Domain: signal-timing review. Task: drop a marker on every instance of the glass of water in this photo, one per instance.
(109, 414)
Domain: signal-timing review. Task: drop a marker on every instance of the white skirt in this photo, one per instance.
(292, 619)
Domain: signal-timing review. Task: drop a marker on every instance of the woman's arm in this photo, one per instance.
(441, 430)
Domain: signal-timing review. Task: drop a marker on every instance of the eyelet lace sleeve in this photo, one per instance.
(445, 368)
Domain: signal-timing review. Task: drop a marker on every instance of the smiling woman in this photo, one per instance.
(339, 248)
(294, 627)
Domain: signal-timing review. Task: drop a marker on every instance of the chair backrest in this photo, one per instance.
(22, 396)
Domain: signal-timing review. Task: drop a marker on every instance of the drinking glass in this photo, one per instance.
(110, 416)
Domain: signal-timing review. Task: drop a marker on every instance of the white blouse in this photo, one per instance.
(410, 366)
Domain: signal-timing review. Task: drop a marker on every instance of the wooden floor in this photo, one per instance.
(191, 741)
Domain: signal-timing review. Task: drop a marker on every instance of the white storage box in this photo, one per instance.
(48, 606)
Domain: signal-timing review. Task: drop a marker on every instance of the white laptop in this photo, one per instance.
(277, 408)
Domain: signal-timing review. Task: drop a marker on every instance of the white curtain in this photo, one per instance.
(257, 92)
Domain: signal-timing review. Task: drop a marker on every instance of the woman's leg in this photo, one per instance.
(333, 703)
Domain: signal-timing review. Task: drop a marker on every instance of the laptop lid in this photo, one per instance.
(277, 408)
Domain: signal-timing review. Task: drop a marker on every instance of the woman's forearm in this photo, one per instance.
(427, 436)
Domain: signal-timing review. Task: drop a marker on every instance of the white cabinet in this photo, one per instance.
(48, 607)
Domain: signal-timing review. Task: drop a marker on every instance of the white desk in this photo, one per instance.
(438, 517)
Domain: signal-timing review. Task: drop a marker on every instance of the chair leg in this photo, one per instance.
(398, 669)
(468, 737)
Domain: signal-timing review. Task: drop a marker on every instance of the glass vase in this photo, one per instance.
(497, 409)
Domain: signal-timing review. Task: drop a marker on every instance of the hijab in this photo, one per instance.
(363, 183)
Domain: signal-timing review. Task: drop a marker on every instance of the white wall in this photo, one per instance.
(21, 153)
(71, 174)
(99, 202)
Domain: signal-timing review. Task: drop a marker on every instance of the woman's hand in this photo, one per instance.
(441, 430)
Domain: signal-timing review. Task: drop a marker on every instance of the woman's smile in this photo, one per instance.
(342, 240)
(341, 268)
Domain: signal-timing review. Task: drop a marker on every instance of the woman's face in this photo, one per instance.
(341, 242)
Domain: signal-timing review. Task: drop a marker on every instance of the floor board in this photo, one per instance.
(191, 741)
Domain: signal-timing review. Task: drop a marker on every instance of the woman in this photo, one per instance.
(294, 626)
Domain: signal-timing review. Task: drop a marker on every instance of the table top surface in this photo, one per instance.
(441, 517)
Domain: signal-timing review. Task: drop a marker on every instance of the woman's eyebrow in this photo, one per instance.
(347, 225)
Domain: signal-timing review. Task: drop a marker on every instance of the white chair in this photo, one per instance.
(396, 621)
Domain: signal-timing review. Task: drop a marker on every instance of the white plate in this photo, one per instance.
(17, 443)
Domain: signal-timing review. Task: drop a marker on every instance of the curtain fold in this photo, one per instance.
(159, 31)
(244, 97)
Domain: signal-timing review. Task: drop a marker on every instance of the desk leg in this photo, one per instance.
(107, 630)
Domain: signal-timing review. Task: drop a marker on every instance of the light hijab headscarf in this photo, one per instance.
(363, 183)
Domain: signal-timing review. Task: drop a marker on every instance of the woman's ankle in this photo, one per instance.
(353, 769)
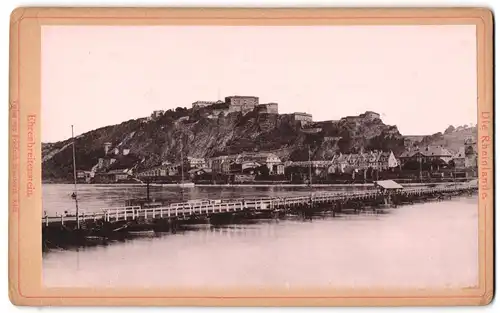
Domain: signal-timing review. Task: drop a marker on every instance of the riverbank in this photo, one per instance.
(261, 185)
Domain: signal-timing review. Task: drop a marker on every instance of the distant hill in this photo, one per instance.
(207, 132)
(452, 138)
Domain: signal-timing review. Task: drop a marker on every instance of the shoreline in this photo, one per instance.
(252, 185)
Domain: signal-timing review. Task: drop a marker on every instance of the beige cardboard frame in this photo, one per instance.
(25, 277)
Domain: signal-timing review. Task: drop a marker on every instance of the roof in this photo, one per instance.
(388, 184)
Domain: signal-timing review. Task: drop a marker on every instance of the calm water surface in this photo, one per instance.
(422, 245)
(57, 197)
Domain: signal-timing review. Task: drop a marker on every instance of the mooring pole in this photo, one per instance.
(74, 177)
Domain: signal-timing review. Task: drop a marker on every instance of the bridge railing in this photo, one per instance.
(202, 207)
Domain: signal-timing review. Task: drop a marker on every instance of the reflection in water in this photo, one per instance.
(423, 245)
(91, 198)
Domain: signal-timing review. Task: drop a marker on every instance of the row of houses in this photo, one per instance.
(269, 164)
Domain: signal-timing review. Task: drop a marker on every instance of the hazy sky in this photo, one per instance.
(420, 78)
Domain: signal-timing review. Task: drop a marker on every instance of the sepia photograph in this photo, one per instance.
(259, 156)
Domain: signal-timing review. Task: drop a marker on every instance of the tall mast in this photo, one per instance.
(310, 166)
(74, 177)
(182, 164)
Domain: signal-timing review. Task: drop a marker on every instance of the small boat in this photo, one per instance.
(95, 239)
(142, 233)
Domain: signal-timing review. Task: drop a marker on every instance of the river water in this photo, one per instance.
(424, 245)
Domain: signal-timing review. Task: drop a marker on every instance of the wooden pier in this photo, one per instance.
(108, 223)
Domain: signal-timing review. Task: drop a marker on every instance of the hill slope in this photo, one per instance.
(200, 135)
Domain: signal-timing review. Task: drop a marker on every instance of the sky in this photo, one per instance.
(419, 78)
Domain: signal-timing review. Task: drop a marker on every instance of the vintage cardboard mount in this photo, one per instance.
(25, 274)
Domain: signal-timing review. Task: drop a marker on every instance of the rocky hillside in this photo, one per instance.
(201, 134)
(452, 138)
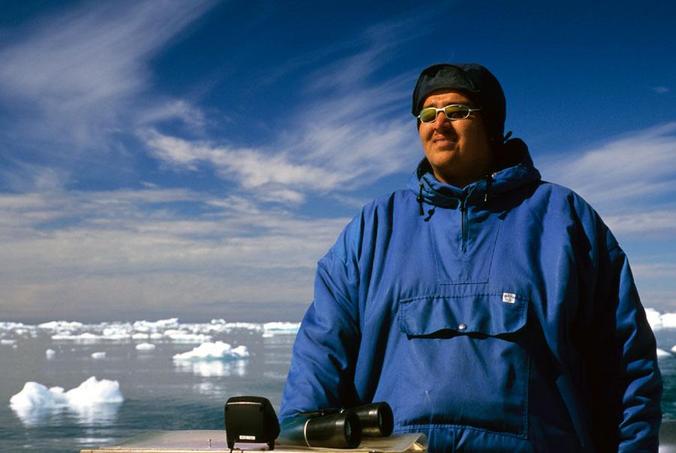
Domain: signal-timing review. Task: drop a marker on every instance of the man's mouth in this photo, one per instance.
(442, 139)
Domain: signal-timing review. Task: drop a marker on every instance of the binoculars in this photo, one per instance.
(338, 428)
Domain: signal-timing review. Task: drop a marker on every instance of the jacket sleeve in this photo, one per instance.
(324, 354)
(620, 353)
(640, 383)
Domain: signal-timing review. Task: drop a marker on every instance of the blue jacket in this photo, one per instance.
(498, 317)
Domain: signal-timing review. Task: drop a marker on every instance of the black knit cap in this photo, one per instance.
(476, 82)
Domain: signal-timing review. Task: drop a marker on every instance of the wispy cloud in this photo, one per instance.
(640, 166)
(126, 250)
(330, 143)
(74, 79)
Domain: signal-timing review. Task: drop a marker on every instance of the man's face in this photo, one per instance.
(458, 150)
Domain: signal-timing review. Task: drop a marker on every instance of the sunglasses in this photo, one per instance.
(453, 112)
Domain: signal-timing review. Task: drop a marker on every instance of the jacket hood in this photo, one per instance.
(515, 170)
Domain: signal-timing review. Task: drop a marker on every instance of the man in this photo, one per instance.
(492, 310)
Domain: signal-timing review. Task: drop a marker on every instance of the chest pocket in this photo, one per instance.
(465, 362)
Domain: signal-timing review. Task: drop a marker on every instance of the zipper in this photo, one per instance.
(463, 224)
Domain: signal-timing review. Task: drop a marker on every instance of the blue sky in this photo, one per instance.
(195, 159)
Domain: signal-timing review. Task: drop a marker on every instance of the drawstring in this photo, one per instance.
(420, 200)
(489, 183)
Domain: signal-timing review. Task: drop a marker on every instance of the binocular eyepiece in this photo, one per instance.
(338, 428)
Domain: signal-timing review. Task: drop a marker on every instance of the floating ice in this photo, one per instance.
(659, 320)
(91, 400)
(214, 351)
(180, 336)
(145, 347)
(280, 328)
(213, 368)
(661, 353)
(150, 326)
(654, 318)
(80, 338)
(668, 320)
(60, 325)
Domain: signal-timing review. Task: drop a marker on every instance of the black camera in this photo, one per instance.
(250, 419)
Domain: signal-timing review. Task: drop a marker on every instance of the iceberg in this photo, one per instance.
(214, 351)
(280, 328)
(145, 347)
(661, 353)
(93, 400)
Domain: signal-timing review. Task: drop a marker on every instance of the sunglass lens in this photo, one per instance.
(428, 115)
(456, 112)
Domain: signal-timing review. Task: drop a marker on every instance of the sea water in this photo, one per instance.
(169, 376)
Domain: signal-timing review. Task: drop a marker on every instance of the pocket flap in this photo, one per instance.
(489, 314)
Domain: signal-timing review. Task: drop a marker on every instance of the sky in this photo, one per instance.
(195, 159)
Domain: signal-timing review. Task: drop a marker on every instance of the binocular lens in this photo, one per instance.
(339, 430)
(376, 419)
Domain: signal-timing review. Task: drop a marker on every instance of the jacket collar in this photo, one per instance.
(517, 172)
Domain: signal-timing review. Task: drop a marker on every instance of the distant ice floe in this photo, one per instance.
(145, 347)
(163, 330)
(214, 351)
(280, 328)
(659, 320)
(661, 353)
(216, 359)
(93, 401)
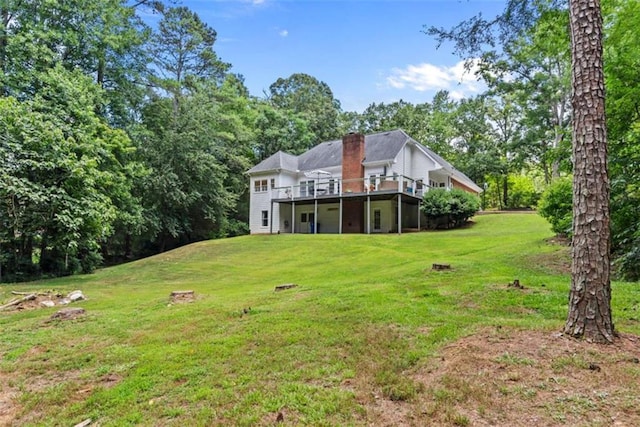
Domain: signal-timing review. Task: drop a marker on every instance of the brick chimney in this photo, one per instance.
(352, 169)
(352, 157)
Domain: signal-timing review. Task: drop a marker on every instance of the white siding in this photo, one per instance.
(261, 201)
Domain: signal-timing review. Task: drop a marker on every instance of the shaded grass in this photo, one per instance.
(367, 312)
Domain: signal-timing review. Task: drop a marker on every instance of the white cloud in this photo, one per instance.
(457, 79)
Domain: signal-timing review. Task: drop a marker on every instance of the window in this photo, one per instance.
(260, 185)
(306, 188)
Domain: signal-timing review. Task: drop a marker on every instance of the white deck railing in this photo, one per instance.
(326, 187)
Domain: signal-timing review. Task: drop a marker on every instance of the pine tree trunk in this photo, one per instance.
(590, 297)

_Requirement_
Copy only this, please: the line with "iceberg in this photo, one per instance." and every line after it through the end of the data, with no pictures.

_Response to this exercise_
Domain: signal-timing review. Task: drop a marker on every instance of the iceberg in this photo, one per instance.
(214, 351)
(280, 328)
(145, 347)
(661, 353)
(93, 400)
Domain: signal-timing review. Task: drop a marker on every instance of the sunglass lens in this photo, one per instance.
(428, 115)
(456, 112)
Domain: signal-timing review. Task: drop a marker on every instance of the sea water in this photo, one per instance.
(169, 376)
Domain: signal-timing review. Task: drop a marker on every instance of the pocket flap in this photo, one per instance.
(489, 314)
Domain: signal-timing review. Task: drop a marker on every instance of the sky in this photo, one per instance.
(195, 159)
Domain: signal-timing review. Task: drop a marker on every instance of the binocular lens in this photo, one per instance.
(339, 430)
(376, 419)
Domain: signal-timing review. Task: drop a marker on every instance of the jacket collar in this photo, one per instance.
(517, 172)
Domain: signal-timing review. Task: drop a marker on every instance of the distant ice floe in this photo, one per instance.
(145, 347)
(163, 330)
(214, 351)
(280, 328)
(659, 320)
(661, 353)
(216, 359)
(93, 401)
Domain: signal-timing review. Task: drop a marker on every instance of the brick chimney in this photo, one per instance.
(352, 169)
(352, 157)
Domain: signal-timing review. Task: drop a marker on every instance of the white siding in this photo, one per instance.
(261, 201)
Domain: signal-timing review. Task: drop a marker on every instance of the shaded grass in this photo, one per instance.
(367, 312)
Domain: signal-timing review. Task: drop a marker on every instance of the white cloud in this photo, one per instance.
(457, 79)
Domain: signal-timing review. Task: drop a marker on every instance of the window in this photo, one per instance.
(260, 185)
(306, 188)
Domain: signal-timing review. Task: drop a marker on every instance of the white deck railing in this photo, one per instance.
(326, 187)
Domain: signal-timing review. Task: drop a marker on every instance of the pine tree trunk in this photo, one per instance.
(590, 297)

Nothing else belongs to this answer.